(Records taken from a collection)
□ □ □
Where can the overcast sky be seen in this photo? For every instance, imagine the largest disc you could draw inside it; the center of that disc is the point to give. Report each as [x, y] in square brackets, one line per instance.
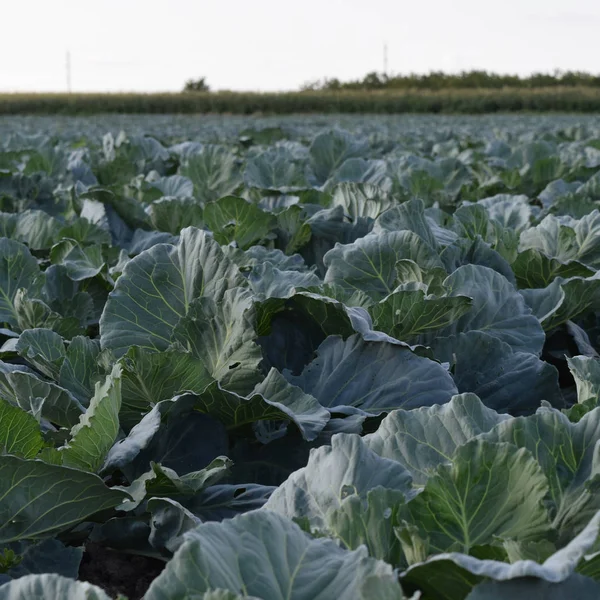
[150, 45]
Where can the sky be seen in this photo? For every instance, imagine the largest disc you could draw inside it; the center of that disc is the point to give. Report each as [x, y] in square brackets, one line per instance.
[272, 45]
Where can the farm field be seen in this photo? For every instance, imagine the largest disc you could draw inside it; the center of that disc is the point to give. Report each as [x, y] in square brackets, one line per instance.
[580, 99]
[301, 358]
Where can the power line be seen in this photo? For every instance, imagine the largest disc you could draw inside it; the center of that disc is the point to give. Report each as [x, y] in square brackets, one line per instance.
[385, 58]
[68, 67]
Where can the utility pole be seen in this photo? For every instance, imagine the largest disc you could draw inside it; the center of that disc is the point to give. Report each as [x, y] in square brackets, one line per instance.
[68, 67]
[385, 58]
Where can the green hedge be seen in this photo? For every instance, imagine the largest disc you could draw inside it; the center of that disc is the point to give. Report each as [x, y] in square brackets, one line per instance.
[570, 99]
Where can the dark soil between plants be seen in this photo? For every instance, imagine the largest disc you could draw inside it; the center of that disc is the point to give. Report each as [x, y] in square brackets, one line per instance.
[117, 572]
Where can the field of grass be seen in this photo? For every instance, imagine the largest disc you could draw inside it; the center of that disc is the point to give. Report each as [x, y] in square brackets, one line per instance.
[468, 101]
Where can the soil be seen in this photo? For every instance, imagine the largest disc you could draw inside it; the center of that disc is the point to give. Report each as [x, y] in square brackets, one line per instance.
[117, 572]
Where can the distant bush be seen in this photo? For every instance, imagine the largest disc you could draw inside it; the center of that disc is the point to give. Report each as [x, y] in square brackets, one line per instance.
[196, 85]
[436, 80]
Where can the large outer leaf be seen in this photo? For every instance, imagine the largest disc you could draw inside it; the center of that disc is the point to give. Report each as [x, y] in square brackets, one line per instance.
[93, 436]
[213, 171]
[424, 438]
[19, 431]
[274, 398]
[498, 309]
[552, 239]
[221, 334]
[24, 388]
[156, 289]
[44, 587]
[567, 453]
[268, 556]
[373, 377]
[330, 149]
[405, 314]
[369, 264]
[507, 381]
[576, 586]
[42, 348]
[174, 214]
[489, 491]
[81, 368]
[37, 499]
[18, 269]
[46, 556]
[586, 372]
[361, 200]
[451, 576]
[233, 219]
[275, 169]
[347, 467]
[408, 216]
[149, 377]
[173, 434]
[533, 269]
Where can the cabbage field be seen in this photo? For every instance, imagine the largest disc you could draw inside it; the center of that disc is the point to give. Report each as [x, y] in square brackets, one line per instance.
[304, 358]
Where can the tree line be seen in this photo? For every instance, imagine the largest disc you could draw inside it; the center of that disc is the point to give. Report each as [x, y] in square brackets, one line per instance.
[437, 80]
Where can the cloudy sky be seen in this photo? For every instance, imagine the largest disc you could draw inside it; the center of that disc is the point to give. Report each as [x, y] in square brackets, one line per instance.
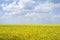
□ □ □
◆ Prompt:
Convert all of the records above into a numbered list, leaving out blank lines. Do not include the pictures.

◆ Solution to this task:
1. Where can the overcast sky be seen in this photo? For every instance, imagine the largest disc you could draw inside it; the center of that disc is the point to give. Report each as [x, y] in square brackets, one line per instance.
2. [150, 45]
3. Where can the sky be seen in this photo? For every instance, imagine the largest disc you could draw inside it; the center of that disc is the point to give. Report each as [x, y] in square brackets, one line per instance.
4. [272, 45]
5. Where can the farm field be seen in this photo? For every instance, imagine the largest disc you could draw inside it; the center of that disc is the point to give. Report each as [x, y] in square brackets, one line per instance.
6. [580, 99]
7. [301, 358]
8. Where can the power line be seen in this photo? For every instance, imagine the largest disc you could draw inside it; the center of that disc is the point to give. Report each as [x, y] in square brackets, one line per instance.
9. [385, 58]
10. [68, 67]
11. Where can the utility pole be seen in this photo? For every instance, imagine the largest disc you could draw inside it; the center of that disc is the point to give. Report each as [x, y] in square brackets, one line per instance.
12. [68, 67]
13. [385, 58]
14. Where can the green hedge be seen in this photo? For every instance, imagine the largest disc you could draw inside it; the center of that disc is the point to give. Report each as [x, y] in square brackets, one line per instance.
15. [570, 99]
16. Where can the dark soil between plants be seen in this photo? For every instance, imagine the largest disc you could draw inside it; the center of that disc is the point to give. Report each as [x, y] in square brackets, one line per instance.
17. [117, 572]
18. Where can the field of grass be seen in this photo? For every instance, imagine the largest disc you could draw inside it; the center of that disc is the point to give. Report each as [x, y] in square brackets, one line per instance.
19. [468, 101]
20. Where can the soil be seen in this photo? For every instance, imagine the largest disc you could draw inside it; the center of that disc is the point to give. Report each as [x, y] in square brackets, one line per instance.
21. [117, 572]
22. Where can the distant bush be seen in this photo? For every instance, imagine the largest disc you could draw inside it; the center of that disc is the point to give. Report each as [x, y] in square brackets, one line per instance.
23. [196, 85]
24. [436, 80]
25. Where can the large outer leaf be seen in this photo? For every instance, imagine the largest disc you could draw inside it; the center of that disc is the point to give. Report each as [x, y] in square brackets, one line per instance.
26. [93, 436]
27. [213, 171]
28. [424, 438]
29. [19, 431]
30. [274, 398]
31. [498, 309]
32. [552, 239]
33. [221, 334]
34. [24, 388]
35. [156, 289]
36. [44, 587]
37. [567, 453]
38. [268, 556]
39. [373, 377]
40. [330, 149]
41. [405, 314]
42. [369, 264]
43. [507, 381]
44. [576, 586]
45. [42, 348]
46. [174, 214]
47. [489, 491]
48. [81, 368]
49. [37, 499]
50. [18, 269]
51. [46, 556]
52. [586, 372]
53. [361, 200]
54. [451, 576]
55. [233, 219]
56. [275, 169]
57. [347, 467]
58. [408, 216]
59. [149, 377]
60. [173, 434]
61. [533, 269]
62. Where can the cabbage field be seen in this photo? For every instance, imagine the largest disc you could draw inside it; the center of that disc is the point to give. Report each as [x, y] in square brackets, one line per instance.
63. [304, 358]
64. Where can the tree line be seen in this photo? For every instance, imagine the largest disc you could draw inside it; the center of that disc is the point to give. Report each as [x, y] in square brackets, one line per instance.
65. [437, 80]
66. Where can the cloudy sky be seen in this photo? For every instance, imagine the largest disc you could draw inside it; the center of that disc is the point to give. Report each as [x, y] in square brackets, one line per instance.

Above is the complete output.